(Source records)
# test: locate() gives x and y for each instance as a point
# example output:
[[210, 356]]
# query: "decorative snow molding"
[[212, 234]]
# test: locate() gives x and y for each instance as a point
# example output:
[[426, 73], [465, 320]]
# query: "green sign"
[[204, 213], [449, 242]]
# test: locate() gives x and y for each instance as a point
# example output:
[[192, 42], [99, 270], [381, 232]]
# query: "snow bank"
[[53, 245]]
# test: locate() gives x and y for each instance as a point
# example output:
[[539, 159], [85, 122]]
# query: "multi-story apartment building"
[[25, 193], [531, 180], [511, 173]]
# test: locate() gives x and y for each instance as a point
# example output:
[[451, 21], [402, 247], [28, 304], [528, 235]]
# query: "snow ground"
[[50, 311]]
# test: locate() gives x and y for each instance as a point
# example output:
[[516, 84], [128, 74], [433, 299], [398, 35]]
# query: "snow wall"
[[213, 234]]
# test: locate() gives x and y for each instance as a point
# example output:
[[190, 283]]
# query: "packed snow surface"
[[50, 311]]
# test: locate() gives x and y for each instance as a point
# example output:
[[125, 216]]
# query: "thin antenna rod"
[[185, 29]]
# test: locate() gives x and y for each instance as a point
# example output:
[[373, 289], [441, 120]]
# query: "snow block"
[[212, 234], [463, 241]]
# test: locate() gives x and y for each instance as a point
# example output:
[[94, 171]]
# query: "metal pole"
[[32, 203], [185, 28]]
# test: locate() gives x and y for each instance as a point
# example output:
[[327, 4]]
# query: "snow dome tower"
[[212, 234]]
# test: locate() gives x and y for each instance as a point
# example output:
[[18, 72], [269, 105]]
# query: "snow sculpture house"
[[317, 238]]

YOUR OBJECTIVE: Retype all of the items above line for line, without changing a single character.

WRITTEN ANSWER:
# test: locate() gives x and y for each instance as a point
# example output:
[[210, 356]]
# query: "decorative snow molding"
[[212, 234]]
# test: locate() gives x and y for each instance as a point
# example output:
[[426, 73], [465, 320]]
# query: "green sign"
[[204, 213], [449, 242]]
# test: locate() gives x and y for each instance as a point
# example output:
[[192, 42], [99, 270], [381, 232]]
# query: "snow bank"
[[53, 245]]
# test: locate() gives x and y for each instance as a point
# example output:
[[539, 159], [85, 122]]
# query: "multi-story apartment building"
[[25, 193], [531, 180], [511, 173]]
# test: locate() gives x and y for each instance as a point
# example output:
[[451, 21], [402, 247], [28, 304], [528, 235]]
# query: "snow ground"
[[50, 311]]
# test: locate() gives x and y for each instance as a point
# example output:
[[516, 84], [128, 74], [433, 299], [398, 35]]
# query: "snow wall"
[[213, 234]]
# test: locate() gives x and y for each instance as a point
# example output:
[[190, 283]]
# query: "packed snow surface"
[[50, 311]]
# test: locate() gives x and y for each instance as a point
# example output:
[[125, 216]]
# query: "thin antenna rod"
[[185, 29]]
# test: locate() gives x and y for each instance as a point
# example output:
[[373, 289], [441, 120]]
# query: "snow block"
[[212, 234], [463, 241]]
# test: locate() gives x and y for each instance as a point
# example output:
[[94, 171]]
# query: "metal pole"
[[32, 203], [185, 28]]
# test: locate() gives x and y for each instance as a point
# example output:
[[327, 4]]
# query: "snow dome tower"
[[212, 234]]
# test: locate() gives x and y for each instance as a point
# example output:
[[18, 72], [269, 105]]
# query: "snow sculpture house"
[[317, 238]]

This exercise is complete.